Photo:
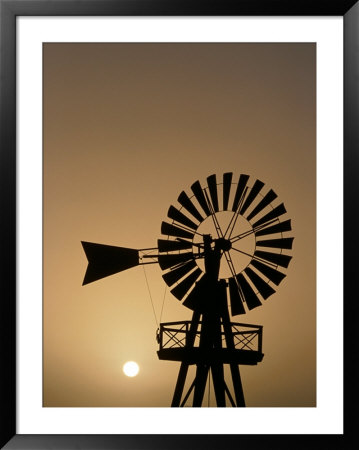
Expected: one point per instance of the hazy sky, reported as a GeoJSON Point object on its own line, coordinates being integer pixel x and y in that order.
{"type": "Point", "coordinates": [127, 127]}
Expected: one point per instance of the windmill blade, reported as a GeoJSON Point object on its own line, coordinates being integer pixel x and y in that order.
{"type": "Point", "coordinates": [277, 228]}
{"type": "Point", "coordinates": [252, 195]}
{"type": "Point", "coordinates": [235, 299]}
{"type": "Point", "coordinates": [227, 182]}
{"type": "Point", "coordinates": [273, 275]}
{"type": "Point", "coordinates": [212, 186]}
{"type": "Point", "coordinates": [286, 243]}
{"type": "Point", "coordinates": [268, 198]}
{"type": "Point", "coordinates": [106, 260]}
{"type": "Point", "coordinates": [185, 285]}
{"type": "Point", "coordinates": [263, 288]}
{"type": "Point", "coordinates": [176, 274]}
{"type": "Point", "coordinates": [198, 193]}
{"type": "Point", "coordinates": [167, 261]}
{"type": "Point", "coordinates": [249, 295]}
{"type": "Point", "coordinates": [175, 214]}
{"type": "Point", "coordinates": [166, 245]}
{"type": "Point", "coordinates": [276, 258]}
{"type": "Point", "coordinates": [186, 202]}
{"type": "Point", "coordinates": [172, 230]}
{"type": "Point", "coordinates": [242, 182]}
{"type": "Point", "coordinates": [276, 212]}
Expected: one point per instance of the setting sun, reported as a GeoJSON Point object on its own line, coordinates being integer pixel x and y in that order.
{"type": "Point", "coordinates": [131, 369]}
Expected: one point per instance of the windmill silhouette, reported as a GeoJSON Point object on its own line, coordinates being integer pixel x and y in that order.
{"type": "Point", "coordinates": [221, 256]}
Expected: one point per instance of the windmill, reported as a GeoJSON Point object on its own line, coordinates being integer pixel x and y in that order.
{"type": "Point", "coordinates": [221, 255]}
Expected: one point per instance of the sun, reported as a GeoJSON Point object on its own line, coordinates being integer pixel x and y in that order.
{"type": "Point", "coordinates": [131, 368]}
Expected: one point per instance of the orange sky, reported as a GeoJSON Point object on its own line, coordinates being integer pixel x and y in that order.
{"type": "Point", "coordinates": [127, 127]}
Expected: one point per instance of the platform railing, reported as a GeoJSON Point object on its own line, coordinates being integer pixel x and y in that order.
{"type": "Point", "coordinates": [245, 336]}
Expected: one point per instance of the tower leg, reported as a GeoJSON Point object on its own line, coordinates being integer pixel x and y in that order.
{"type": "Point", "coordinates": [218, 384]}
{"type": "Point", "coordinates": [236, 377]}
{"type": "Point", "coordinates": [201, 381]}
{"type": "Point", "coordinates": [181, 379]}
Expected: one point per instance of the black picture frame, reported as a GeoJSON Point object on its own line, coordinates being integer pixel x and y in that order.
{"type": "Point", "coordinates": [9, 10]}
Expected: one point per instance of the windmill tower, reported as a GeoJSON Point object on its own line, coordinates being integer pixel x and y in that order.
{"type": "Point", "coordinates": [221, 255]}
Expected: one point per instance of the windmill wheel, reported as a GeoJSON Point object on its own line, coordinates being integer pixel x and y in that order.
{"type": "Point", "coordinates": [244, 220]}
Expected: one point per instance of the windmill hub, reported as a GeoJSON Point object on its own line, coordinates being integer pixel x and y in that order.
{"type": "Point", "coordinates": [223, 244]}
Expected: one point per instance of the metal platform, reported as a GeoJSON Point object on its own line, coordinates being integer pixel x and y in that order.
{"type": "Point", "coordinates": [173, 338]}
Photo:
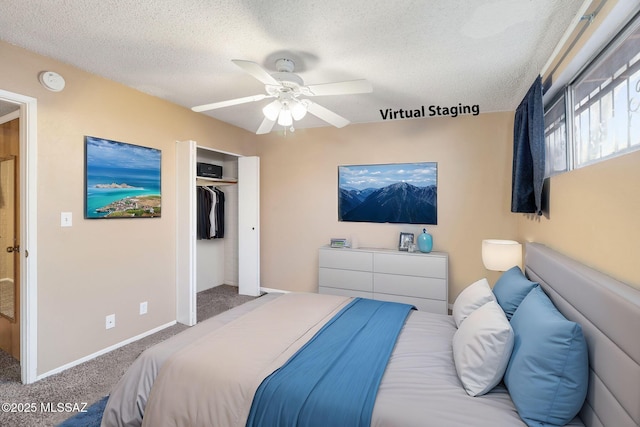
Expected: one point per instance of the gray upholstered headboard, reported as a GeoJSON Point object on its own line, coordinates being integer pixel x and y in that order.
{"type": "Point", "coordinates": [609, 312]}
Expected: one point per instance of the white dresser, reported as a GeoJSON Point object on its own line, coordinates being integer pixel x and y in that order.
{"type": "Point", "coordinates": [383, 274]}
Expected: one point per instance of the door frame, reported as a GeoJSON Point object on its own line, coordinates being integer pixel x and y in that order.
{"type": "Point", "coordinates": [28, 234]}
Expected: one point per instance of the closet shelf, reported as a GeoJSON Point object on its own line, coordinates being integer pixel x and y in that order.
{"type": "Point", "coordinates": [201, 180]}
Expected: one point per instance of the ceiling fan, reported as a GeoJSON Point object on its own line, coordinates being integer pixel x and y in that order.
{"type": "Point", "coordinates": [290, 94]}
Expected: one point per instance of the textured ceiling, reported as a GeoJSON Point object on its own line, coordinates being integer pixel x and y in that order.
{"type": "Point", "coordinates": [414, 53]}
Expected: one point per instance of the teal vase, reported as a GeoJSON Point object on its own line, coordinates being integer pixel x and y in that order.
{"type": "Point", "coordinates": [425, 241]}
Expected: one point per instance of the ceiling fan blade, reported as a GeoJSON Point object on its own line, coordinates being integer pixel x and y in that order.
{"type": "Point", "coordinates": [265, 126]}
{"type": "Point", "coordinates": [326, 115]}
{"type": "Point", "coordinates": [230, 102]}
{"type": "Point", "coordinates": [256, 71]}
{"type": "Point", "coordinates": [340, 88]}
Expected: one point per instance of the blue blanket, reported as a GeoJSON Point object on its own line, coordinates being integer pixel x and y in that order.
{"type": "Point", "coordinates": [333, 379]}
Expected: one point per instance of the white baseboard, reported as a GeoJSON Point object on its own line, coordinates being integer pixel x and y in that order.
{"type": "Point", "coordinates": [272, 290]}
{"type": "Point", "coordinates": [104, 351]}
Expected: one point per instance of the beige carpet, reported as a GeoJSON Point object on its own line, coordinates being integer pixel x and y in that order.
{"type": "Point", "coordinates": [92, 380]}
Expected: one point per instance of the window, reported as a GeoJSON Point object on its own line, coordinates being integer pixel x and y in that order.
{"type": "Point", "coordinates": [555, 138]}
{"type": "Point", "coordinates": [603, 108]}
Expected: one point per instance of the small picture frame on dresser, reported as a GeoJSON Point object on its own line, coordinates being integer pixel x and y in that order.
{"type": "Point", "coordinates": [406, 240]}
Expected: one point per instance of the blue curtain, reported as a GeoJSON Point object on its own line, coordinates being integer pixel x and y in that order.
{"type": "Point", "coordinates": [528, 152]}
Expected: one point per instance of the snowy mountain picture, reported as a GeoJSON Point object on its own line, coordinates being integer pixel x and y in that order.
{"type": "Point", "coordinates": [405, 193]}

========================================================================

== What to work on ==
Copy exactly the lines above, from the one containing "Expected: one point per instance of the textured" through the very last line.

== Answer to this exercise ==
Expected: one point per instance of the textured ceiling, reported as a GeoJSON Point object on its own line, coordinates being integer pixel x and y in that order.
{"type": "Point", "coordinates": [414, 53]}
Expected: one point per instance of the teal vase, reported as a GeoJSON Point object on its own line, coordinates being integer pixel x and y in that order.
{"type": "Point", "coordinates": [425, 241]}
Expected: one point per instance of the ceiling fan blade, reported as a GeoJSON Point object on its own line, coordinates being integer pixel x and y in that order.
{"type": "Point", "coordinates": [265, 126]}
{"type": "Point", "coordinates": [326, 115]}
{"type": "Point", "coordinates": [230, 102]}
{"type": "Point", "coordinates": [256, 71]}
{"type": "Point", "coordinates": [340, 88]}
Expected: one point per instance of the blue blanket, reported as a GeoJSON Point object on its own line, coordinates being integer pixel x and y in that order.
{"type": "Point", "coordinates": [333, 379]}
Expected: one point per instance of the white baseboard, reported as a GeoJSON Point object on its own line, coordinates being integer pixel x and y in that order.
{"type": "Point", "coordinates": [272, 290]}
{"type": "Point", "coordinates": [104, 351]}
Expected: one point per instance of the beige carpet, reported as a GeoJSON Point object on its own line, coordinates being integer pixel x and y in that order.
{"type": "Point", "coordinates": [92, 380]}
Expected: one point per instance of the window, reported as a GeoJSON Point object on its own line, coordinates being integer pixel x and y in that order.
{"type": "Point", "coordinates": [555, 138]}
{"type": "Point", "coordinates": [603, 108]}
Expected: one point per instance of the small picture frame on dresser, reported as a GeoJSON Point object on its own line, coordinates being integer pixel x and y in that order.
{"type": "Point", "coordinates": [406, 240]}
Expected: one point per instance of the blue curtain, reported as a GeoJSON Point object on its own line, coordinates being integer pixel x and y in that order.
{"type": "Point", "coordinates": [528, 152]}
Expected: one point per instance of the snowy mountain picture, reported as a GeoJSON Point object on its own line, coordinates being integer pixel x and y in that order.
{"type": "Point", "coordinates": [405, 193]}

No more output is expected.